#### [Passage given]
◇ ◇ ◇
Github Actions with Azure ML Jobs

Introduction

Its no secret that Github is a premier development platform for Source Control Management and does have a robust features that also allow for Continuous Integration/Continuous Deployment. These features are a part of the use of Github Actions, in this blog post I’m going to use the example code in a repository here this is a part of a challenge for understanding Machine Learning Operations. I’ve been studying in the background on the topic of Azure Data Scientist (DP-100) this encompasses automation of experiments, jobs and building ML models and touches on integration of Azure DevOps and Github Actions.

Pre-requisites

If you plan on following along with this demo you’ll need the following items.

  • Azure Subscription
  • Github Account
  • A Service Principal (Scoped to Resource Group as a Contributor)
  • Azure Machine Learning Workspace + Compute Cluster

For starters for any integration to a CI/CD system this requires a authentication/authorization method to act on behalf of the system to your environment. Visually this can be described as the following visual below.

You can see from the visual we have a few items that are stored in the resource group this is deployed via the ./setup.sh with exception that the compute cluster isn’t added from this however we can use the initial compute attached to the workspace to run this as well.

Getting started

First things first we start with a forked clone of the existing repository I’m using cloud shell you can use WSL/Linux to follow along.

git clone https://github.com/sn0rlaxlife/mlops-demo.git

After we clone and change into the mlops-demo directory we then run the following for our setup script and you can edit the sp.sh for the following parameters.

chmod +x ./setup.sh

After the script runs you’ll notice this error from the data asset we are trying to register.

This is expected until I fix the last part of the script in any case for simplicity terms Azure ML will look for a file MLTable this has to be detected when running via the CLI data asset.

To have this fixed we will run the following.

az ml data create --type mltable --name "diabetes-dev-folder" --path ./experimentation/data/

This now adds our MLTable data asset to our workspace navigate to your resource group and Azure ML Studio -> Data to view this.
◇ ◇ ◇
#### [Dataset records]

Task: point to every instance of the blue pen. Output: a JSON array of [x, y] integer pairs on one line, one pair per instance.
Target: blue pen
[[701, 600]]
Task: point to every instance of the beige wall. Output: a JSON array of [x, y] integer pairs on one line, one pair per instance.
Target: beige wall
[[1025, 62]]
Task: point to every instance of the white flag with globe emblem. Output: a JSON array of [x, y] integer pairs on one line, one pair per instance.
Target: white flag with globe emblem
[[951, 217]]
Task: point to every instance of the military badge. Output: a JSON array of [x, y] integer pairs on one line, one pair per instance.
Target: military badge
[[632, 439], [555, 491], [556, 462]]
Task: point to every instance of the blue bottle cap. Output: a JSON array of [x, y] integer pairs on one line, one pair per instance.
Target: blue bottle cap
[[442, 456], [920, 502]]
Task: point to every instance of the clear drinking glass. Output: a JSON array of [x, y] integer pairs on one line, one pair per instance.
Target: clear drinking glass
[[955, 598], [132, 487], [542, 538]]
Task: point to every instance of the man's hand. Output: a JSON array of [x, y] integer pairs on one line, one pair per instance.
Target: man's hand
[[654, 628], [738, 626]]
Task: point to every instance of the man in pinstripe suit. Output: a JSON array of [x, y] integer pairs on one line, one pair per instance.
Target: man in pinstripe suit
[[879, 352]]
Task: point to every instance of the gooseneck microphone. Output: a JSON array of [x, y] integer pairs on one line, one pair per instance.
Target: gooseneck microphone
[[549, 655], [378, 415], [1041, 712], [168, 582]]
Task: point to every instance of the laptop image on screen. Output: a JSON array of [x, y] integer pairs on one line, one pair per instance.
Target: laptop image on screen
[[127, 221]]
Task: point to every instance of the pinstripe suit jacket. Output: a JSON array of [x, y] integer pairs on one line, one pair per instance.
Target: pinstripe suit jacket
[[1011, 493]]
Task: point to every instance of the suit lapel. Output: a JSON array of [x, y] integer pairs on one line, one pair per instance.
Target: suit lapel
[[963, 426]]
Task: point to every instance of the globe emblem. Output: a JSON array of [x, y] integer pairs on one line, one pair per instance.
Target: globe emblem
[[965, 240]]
◇ ◇ ◇
#### [To be done]
Repeat the Github Actions post from "Its no secret" to "the following items.", switching every "Github Actions" to "GitLab CI/CD".

#### [Full solution]
Its no secret that Github is a premier development platform for Source Control Management and does have a robust features that also allow for Continuous Integration/Continuous Deployment. These features are a part of the use of GitLab CI/CD, in this blog post I’m going to use the example code in a repository here this is a part of a challenge for understanding Machine Learning Operations. I’ve been studying in the background on the topic of Azure Data Scientist (DP-100) this encompasses automation of experiments, jobs and building ML models and touches on integration of Azure DevOps and GitLab CI/CD.

Pre-requisites

If you plan on following along with this demo you’ll need the following items.